::: RECORDS SHOWN

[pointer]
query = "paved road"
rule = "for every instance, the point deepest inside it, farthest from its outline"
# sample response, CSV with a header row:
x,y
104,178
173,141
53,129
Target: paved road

::::::

● **TASK OBJECTIVE**:
Reproduce the material above line for line, keeping every character unchanged.

● **EXERCISE RESULT**:
[pointer]
query = "paved road"
rule = "for every instance, the point deepest inside it, farthest from its outline"
# sample response, CSV with a header row:
x,y
104,178
173,141
53,129
Target: paved road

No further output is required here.